[AUSGEWÄHLTER AUSZUG]

Manche Menschen haben Schmerzen in Armen oder Beinen, die sie schon vor Jahren verloren haben. Andere haben ein Phantom im Ohr: Tinnitus. Diese Ohrgeräusche sind ein weit verbreitetes, quälendes Leiden, für das es zwar viele mögliche Ursachen, aber nur wenige erfolgversprechende Behandlungen gibt. Eine neue Untersuchung zeigt jetzt, daß das Hörzentrum im Gehirn von Tinnitus-Patienten verändert ist.

"Subjektiver" Tinnitus – Geräusche, die nur der Patient hören kann – kann viele Ursachen haben. Ein verstopfter Gehörgang, Mittelohrentzündungen, Allergien oder Tumore – all das vermag Tinnitus zu verursachen. Meistens jedoch entsteht das Ohrgeräusch durch Schäden an den Nervenenden im Innenohr, die gewöhnlich im fortgeschrittenem Alter, im Zusammenhang mit Hörverlust oder nach lauten Geräuschen auftreten.

[/AUSGEWÄHLTER AUSZUG]

ARBEITSAUFTRAG. Führe den Text über Tinnitus im Anschluss an seinen letzten Satz fort. Die Zeilen haben keinen Bezug zum Text über Tinnitus.

[DATENAUSZUG]

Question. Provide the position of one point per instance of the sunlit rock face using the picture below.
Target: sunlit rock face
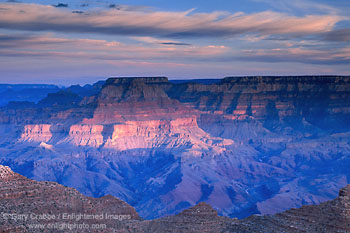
(25, 202)
(245, 145)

[/DATENAUSZUG]

ERGEBNIS.
Diese Verbindung hat Forscher angeregt, nach ungewöhnlichen Reaktionen in den Hörzentren des Gehirns von Tinnitus-Patienten zu suchen. Werner Mühlnickel von der Humboldt Universität zu Berlin und seine Kollegen vermuten, daß Veränderungen im auditorischen Cortex mit den störenden Lauten zusammenhängen.

Das Forscherteam hatte zuvor bei Personen, denen Gliedmaßen amputiert worden waren, die Reorganisation des somatosensorischen Cortex untersucht. Dieser Bereich des Gehirns verarbeitet Sinneseindrücke somatischer Natur, also solche, die den Körper betreffen: Berührungen, Druck, Schmerz und Lageempfinden. Veränderungen in diesem Teil der Hirnrinde sind mit Meldungen verknüpft, die scheinbar von den verlorenen Körperteilen ausgehen und zu "Fehlempfindungen" wie den bekannten Phantomschmerzen in einem amputierten Bein führen.

Ein subjektiver Tinnitus könnte durch analoge Modifikationen im auditorischen Cortex zu erklären sein, vermuteten die Wissenschaftler. Das "Phantomgeräusch" wäre dann das akustische Gegenstück zum Phantomschmerz. Ihre These prüften sie mit Hilfe der Kernspinresonanz-Tomographie an Patienten mit einem einfachen tonalen Tinnitus, deren Ohrgeräusch aus einem einzigen Ton besteht.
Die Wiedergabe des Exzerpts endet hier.